__Выбранный отрывок__:
********************
Специально для сайта Литературного института руководитель семинара поэзии Сергей Арутюнов написал статью о своем первом мастере – времен подготовительных курсов – Юрии Давидовиче Левитанском
Сколько можно понять из довольно сбивчивых и неподробных объяснений Интернета, его книга «Меж двух небес» 1996-го года всё-таки была посмертной: он умер 25-го января 1996-го года, в «студенческий» Татьянин день, и вряд ли успел бы сполна насладиться изданием, выйди оно даже в первые дни года.
Следовательно, последним его прибежищем при жизни были «Белые стихи» 1991-го. На «45-й параллели» всего четыре его стихотворения той поры. Из одного из них («День все быстрее на убыль…»)– три предпоследних строфы:
И за разводами снега
вдруг обнаружится след
синих предгорий Казбека,
тень золотых эполет,
и за стеной глухомани,
словно рисунок в альбом,
парус проступит в тумане,
в том же, еще голубом,
и стародавняя тема
примет иной оборот...
Лермонтов. Облако. Демон.
Крыльев упругий полет.
С некоторой паузой, претендующей на значимость «отсечки» сказанного, – последняя строфа:
И, словно судно к причалу
в день возвращенья домой,
вновь устремится к началу
свет фиолетовый мой.
***
…Теперь мне непоправимо странно, что душа моя, способная на столь многие словесные излишества в последние годы, будто бы развязавшие язык, освободившие его от малейшей стеснительности перед воображаемым неприятием, ни разу ещё не вознамерилась написать о первом учителе.
********************
__Фрагмент набора данных__:
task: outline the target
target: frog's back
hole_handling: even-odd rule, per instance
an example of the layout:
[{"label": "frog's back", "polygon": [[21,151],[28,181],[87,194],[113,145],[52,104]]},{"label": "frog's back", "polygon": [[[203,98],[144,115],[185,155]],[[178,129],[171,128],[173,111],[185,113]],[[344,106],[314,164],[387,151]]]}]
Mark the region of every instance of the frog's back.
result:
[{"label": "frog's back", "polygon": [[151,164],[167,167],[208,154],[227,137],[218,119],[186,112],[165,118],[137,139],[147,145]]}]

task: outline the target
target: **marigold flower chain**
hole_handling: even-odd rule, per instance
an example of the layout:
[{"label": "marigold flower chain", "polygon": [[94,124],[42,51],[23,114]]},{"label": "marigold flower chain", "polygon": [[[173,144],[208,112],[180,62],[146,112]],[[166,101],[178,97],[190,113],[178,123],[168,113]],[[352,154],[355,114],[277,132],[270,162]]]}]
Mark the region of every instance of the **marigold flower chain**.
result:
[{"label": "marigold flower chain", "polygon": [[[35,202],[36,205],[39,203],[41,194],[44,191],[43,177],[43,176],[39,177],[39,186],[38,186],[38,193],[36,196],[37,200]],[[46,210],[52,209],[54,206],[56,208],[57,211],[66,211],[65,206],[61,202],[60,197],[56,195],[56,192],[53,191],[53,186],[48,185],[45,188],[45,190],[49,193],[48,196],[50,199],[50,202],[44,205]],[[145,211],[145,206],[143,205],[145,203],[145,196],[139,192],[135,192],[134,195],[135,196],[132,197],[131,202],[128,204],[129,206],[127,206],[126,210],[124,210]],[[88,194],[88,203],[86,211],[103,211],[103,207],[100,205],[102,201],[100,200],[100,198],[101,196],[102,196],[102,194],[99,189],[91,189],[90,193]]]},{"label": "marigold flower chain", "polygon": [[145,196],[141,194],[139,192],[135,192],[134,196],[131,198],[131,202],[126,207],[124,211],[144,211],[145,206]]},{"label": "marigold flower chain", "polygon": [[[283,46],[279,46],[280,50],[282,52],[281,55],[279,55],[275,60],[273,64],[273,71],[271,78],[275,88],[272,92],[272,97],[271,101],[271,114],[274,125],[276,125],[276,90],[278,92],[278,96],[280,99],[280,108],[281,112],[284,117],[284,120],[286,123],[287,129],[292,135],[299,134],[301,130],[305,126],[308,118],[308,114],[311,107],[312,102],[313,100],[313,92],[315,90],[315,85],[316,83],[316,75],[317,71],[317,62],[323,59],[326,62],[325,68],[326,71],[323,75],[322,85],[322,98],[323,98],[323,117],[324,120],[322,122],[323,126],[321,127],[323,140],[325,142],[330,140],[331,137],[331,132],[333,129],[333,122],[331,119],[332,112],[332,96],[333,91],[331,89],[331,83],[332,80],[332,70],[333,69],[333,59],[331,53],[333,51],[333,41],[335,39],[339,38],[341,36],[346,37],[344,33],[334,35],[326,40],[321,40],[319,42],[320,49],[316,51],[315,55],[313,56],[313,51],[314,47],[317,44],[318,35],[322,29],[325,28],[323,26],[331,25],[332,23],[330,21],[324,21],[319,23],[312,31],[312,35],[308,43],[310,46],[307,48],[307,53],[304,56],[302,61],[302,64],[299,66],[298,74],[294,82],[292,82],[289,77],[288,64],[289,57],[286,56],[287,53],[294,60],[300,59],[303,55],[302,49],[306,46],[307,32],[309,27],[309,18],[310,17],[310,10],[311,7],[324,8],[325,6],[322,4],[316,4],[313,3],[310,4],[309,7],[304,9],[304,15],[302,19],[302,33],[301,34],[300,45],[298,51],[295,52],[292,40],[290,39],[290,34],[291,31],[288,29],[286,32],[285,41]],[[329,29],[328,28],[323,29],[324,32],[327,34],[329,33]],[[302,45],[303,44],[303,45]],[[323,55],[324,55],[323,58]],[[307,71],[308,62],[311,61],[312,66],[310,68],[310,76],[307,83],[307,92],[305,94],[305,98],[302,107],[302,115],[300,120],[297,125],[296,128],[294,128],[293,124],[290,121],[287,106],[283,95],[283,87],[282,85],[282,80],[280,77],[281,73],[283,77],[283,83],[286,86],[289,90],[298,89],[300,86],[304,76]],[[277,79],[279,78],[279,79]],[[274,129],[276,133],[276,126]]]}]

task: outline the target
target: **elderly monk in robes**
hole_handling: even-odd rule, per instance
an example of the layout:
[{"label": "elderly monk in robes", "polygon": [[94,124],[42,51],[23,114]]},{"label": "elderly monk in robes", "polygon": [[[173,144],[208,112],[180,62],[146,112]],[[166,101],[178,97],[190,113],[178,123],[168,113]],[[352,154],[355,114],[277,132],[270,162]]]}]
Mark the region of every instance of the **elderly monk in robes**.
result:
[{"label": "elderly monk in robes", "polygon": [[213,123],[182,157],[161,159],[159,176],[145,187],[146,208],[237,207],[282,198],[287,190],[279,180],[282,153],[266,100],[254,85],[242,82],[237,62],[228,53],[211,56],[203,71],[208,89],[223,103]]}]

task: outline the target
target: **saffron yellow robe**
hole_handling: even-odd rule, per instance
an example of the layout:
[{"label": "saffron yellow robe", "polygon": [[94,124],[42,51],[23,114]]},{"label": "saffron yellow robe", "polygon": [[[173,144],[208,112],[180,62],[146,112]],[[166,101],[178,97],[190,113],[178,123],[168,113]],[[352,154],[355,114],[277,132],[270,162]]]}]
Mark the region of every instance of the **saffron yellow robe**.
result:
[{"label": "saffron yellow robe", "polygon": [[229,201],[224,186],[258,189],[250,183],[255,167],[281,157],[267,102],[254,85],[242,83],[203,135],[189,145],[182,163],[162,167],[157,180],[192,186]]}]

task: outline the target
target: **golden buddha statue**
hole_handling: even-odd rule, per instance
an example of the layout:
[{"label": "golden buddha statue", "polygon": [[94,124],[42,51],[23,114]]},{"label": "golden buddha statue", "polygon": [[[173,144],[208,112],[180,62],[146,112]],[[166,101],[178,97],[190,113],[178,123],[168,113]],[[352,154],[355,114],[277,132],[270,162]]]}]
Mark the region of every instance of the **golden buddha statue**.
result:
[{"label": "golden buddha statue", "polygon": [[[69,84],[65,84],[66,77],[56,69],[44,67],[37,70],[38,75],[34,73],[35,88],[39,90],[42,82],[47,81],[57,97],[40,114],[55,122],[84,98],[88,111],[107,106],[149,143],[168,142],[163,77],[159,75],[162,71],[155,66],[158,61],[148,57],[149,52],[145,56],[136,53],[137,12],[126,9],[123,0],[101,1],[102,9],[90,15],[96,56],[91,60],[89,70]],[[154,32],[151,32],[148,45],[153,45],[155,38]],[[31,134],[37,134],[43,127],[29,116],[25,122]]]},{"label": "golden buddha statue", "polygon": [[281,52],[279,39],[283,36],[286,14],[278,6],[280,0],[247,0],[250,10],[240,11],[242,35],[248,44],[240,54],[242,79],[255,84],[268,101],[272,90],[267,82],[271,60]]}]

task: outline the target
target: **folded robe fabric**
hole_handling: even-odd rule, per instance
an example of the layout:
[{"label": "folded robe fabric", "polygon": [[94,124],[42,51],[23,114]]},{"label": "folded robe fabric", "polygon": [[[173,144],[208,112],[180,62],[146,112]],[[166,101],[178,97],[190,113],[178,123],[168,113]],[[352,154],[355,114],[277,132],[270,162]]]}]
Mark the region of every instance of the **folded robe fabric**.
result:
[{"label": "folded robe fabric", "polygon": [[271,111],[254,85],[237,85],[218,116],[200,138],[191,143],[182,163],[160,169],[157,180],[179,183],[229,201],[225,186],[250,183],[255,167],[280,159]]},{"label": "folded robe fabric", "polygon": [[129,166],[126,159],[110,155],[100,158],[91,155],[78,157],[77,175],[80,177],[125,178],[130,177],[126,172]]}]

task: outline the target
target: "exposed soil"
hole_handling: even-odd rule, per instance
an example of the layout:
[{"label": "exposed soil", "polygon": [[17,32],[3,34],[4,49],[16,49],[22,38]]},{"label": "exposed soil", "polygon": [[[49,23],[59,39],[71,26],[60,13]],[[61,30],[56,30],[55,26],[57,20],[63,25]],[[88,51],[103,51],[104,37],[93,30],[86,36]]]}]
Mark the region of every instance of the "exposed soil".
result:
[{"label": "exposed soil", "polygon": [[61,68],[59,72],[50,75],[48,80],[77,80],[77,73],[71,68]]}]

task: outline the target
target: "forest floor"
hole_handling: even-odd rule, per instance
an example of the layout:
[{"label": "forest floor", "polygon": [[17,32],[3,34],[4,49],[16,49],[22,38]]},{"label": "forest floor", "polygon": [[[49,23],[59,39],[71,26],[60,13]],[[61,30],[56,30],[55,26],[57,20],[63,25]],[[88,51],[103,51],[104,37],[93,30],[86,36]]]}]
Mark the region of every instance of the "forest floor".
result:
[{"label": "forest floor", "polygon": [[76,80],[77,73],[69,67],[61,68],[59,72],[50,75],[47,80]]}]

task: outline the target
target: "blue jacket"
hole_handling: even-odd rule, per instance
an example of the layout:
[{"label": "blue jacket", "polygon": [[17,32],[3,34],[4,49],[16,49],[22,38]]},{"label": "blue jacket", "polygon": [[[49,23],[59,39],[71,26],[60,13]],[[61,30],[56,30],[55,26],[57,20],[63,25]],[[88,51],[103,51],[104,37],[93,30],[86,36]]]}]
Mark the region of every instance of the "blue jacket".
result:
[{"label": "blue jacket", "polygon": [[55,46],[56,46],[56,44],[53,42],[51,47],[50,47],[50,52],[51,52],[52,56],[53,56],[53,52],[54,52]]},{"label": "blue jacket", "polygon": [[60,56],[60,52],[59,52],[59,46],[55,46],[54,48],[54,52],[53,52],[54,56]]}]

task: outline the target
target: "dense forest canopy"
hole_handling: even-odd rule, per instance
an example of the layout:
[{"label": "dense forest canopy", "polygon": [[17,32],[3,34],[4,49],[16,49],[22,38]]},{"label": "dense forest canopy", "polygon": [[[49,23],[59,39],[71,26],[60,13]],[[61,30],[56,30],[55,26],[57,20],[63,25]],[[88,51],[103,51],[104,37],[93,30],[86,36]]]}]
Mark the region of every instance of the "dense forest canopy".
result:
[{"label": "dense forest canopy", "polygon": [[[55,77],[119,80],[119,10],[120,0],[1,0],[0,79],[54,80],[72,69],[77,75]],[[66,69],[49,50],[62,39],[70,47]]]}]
********************
__Инструкции к упражнению__:
**a)** Найдите все строки записей, в которых встречается слово «floor», с учетом регистра букв.
**b)** Напишите продолжение очерка о Юрии Левитанском, начав сразу после его последнего предложения.

__Ответы по порядку__:
**a)**
target: "forest floor"
[{"label": "forest floor", "polygon": [[17,32],[3,34],[4,49],[16,49],[22,38]]},{"label": "forest floor", "polygon": [[[49,23],[59,39],[71,26],[60,13]],[[61,30],[56,30],[55,26],[57,20],[63,25]],[[88,51],[103,51],[104,37],[93,30],[86,36]]]}]
Mark the region of every instance of the "forest floor".
[{"label": "forest floor", "polygon": [[76,80],[77,73],[69,67],[61,68],[59,72],[50,75],[47,80]]}]

**b)**
Истинный крест: мне казалось – что писал, что было где-то в записках небольшое эссе, но проверил – нет. Значит, сейчас.
***
Нас прикрепили к нему в 1994-м, на подготовительных четырёхмесячных курсах в Литинститут. Параллельно с нами, курсистами, занимались лицеисты, тоже будущие абитуриенты, но, кажется, прикреплённые к семинару другого мастера.
Я увидел его впервые ещё при свете дня, ещё зимнего, серого, оттепельного московского дня, увесисто сидящего за учительским столом, немного подавшись вперёд. Крепыш, определил я, боровик, и это была чистая правда. Он был крепок. Невысокий рост его компенсировался удивительной гармонией сложения. Серый костюм обтягивал могучие плечи, ноги. Фигура его напоминала амфору, или, быть может, металлический кувшин, расширяющийся вверх: грудь молотобойца, руки рабочего.
В них он сжимал, крутил, прикладывая изредка ко рту, пустую трубку, тёмно-коричневую до красноты.
Это был первый поэт, которого я увидел перед собой во плоти. Фронтовик, ещё из тех, настоящих, знающих цену жизни и смерти. Святой при жизни, очищенный огнём и горем – так я думал тогда и точно так же думаю сейчас. Из них в институте были ещё Старшинов, Ревич, Лобанов. Нам было, на кого опираться.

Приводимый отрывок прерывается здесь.